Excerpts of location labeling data
————

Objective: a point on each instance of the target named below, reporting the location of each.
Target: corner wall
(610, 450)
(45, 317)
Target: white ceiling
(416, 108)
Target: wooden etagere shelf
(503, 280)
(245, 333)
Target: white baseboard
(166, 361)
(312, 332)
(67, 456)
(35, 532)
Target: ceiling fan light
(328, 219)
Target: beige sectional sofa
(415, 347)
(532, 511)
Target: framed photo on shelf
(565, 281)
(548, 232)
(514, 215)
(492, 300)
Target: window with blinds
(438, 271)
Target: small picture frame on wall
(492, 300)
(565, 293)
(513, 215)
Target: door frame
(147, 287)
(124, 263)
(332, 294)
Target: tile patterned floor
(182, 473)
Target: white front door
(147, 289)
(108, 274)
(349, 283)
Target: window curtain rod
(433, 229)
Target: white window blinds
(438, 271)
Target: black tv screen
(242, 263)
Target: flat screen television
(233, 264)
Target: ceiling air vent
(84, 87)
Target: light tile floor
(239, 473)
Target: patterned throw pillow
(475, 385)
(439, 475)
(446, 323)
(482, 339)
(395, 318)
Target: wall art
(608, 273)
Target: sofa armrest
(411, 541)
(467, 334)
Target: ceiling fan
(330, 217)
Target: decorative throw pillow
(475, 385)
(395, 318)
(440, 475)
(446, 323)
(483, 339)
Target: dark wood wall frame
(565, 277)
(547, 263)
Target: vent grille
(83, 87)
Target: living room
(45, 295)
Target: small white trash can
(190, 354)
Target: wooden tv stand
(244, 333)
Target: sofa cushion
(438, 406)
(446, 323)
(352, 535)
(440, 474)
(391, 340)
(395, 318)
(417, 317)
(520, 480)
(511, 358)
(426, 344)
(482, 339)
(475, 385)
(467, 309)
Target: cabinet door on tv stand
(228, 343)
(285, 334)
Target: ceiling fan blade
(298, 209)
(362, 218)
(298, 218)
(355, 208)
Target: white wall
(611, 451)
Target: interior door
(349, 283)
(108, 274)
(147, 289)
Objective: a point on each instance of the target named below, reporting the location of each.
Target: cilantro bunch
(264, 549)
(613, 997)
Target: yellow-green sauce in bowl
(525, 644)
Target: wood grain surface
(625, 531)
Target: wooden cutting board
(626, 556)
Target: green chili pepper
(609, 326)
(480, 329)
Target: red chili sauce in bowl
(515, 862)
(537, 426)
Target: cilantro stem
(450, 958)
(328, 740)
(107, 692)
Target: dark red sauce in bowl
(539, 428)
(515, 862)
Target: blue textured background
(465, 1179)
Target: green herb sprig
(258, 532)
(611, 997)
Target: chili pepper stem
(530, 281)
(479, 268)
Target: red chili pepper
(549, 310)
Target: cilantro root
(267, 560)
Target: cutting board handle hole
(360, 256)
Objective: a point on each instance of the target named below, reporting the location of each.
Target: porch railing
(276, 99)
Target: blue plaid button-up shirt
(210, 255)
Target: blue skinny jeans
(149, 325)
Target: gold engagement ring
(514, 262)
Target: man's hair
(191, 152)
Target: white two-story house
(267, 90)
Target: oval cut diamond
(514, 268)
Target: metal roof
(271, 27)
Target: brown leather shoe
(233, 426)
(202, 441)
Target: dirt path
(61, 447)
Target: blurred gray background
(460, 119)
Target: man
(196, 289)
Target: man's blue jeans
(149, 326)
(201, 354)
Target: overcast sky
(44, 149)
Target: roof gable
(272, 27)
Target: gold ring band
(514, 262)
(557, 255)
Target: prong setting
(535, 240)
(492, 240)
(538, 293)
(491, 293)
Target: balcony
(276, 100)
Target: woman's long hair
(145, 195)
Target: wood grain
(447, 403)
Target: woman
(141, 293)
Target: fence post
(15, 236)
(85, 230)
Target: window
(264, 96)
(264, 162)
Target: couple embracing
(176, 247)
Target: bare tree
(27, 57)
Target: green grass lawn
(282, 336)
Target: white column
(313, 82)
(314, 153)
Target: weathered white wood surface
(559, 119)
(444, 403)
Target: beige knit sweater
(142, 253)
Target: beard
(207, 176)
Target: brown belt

————

## Set exercise:
Retype all of the material above with every character intact.

## Output for this exercise:
Objective: a point on each instance of the target named below, reporting the location of each.
Target: corner wall
(610, 450)
(45, 317)
Target: white ceiling
(416, 108)
Target: wooden etagere shelf
(503, 280)
(245, 333)
Target: white baseboard
(166, 361)
(312, 332)
(67, 456)
(35, 532)
Target: ceiling fan light
(328, 219)
Target: beige sectional sofa
(415, 347)
(532, 511)
Target: framed photo on shelf
(565, 281)
(548, 232)
(514, 215)
(492, 300)
Target: window with blinds
(438, 271)
Target: small picture frame on wall
(492, 300)
(565, 293)
(513, 215)
Target: door frame
(147, 287)
(124, 263)
(332, 294)
Target: tile patterned floor
(182, 473)
Target: white front door
(147, 289)
(108, 274)
(349, 283)
Target: window curtain rod
(433, 229)
Target: white window blinds
(438, 271)
Target: black tv screen
(242, 263)
Target: flat screen television
(233, 264)
Target: ceiling air vent
(84, 87)
Target: light tile floor
(239, 473)
Target: patterned throw pillow
(475, 385)
(439, 475)
(446, 323)
(482, 339)
(395, 318)
Target: wall art
(608, 273)
Target: sofa armrest
(411, 541)
(467, 334)
Target: ceiling fan
(330, 217)
Target: decorative throw pillow
(475, 385)
(395, 318)
(440, 475)
(446, 323)
(483, 339)
Target: dark wood wall frame
(565, 277)
(547, 263)
Target: vent grille
(83, 87)
Target: living room
(45, 295)
Target: small white trash can
(190, 354)
Target: wooden tv stand
(244, 333)
Target: sofa cushion
(438, 406)
(446, 323)
(352, 535)
(440, 474)
(391, 340)
(395, 318)
(417, 317)
(520, 480)
(511, 358)
(426, 344)
(482, 339)
(475, 385)
(467, 309)
Target: cabinet door on tv stand
(228, 343)
(285, 334)
Target: ceiling fan blade
(298, 209)
(362, 218)
(298, 218)
(355, 208)
Target: white wall
(611, 451)
Target: interior door
(349, 283)
(108, 274)
(147, 289)
Objective: a point on each instance of the target named below, reporting the location of each.
Target: cilantro bunch
(264, 549)
(613, 997)
Target: yellow-green sauce in bowl
(525, 644)
Target: wood grain surface
(625, 531)
Target: wooden cutting board
(626, 556)
Target: green chili pepper
(609, 326)
(480, 329)
Target: red chili sauce in bowl
(515, 862)
(537, 426)
Target: cilantro stem
(450, 958)
(328, 740)
(107, 692)
Target: dark red sauce in bowl
(539, 428)
(515, 862)
Target: blue textured background
(465, 1179)
Target: green herb sprig
(258, 532)
(611, 997)
Target: chili pepper stem
(530, 281)
(479, 268)
Target: red chili pepper
(549, 310)
Target: cilantro root
(267, 560)
Target: cutting board handle hole
(360, 256)
Objective: a point on each instance of the target named below, reporting the location of each.
Target: porch railing
(276, 99)
Target: blue plaid button-up shirt
(210, 255)
Target: blue skinny jeans
(149, 325)
Target: gold engagement ring
(514, 262)
Target: man's hair
(191, 152)
Target: white two-story house
(267, 90)
Target: oval cut diamond
(514, 268)
Target: metal roof
(271, 27)
Target: brown leather shoe
(233, 426)
(202, 441)
Target: dirt path
(61, 447)
Target: blurred gray background
(460, 119)
Target: man
(196, 289)
Target: man's blue jeans
(149, 326)
(201, 354)
Target: overcast sky
(44, 149)
Target: roof gable
(272, 27)
Target: gold ring band
(514, 262)
(557, 255)
Target: prong setting
(535, 240)
(492, 240)
(538, 293)
(491, 293)
Target: balcony
(276, 100)
Target: woman's long hair
(145, 195)
Target: wood grain
(447, 403)
Target: woman
(141, 293)
Target: fence post
(15, 236)
(85, 230)
Target: window
(264, 96)
(264, 162)
Target: couple embracing
(176, 247)
Target: bare tree
(27, 57)
Target: green grass lawn
(282, 336)
Target: white column
(313, 82)
(314, 153)
Target: weathered white wood surface
(559, 119)
(444, 403)
Target: beige knit sweater
(142, 253)
Target: beard
(207, 176)
Target: brown belt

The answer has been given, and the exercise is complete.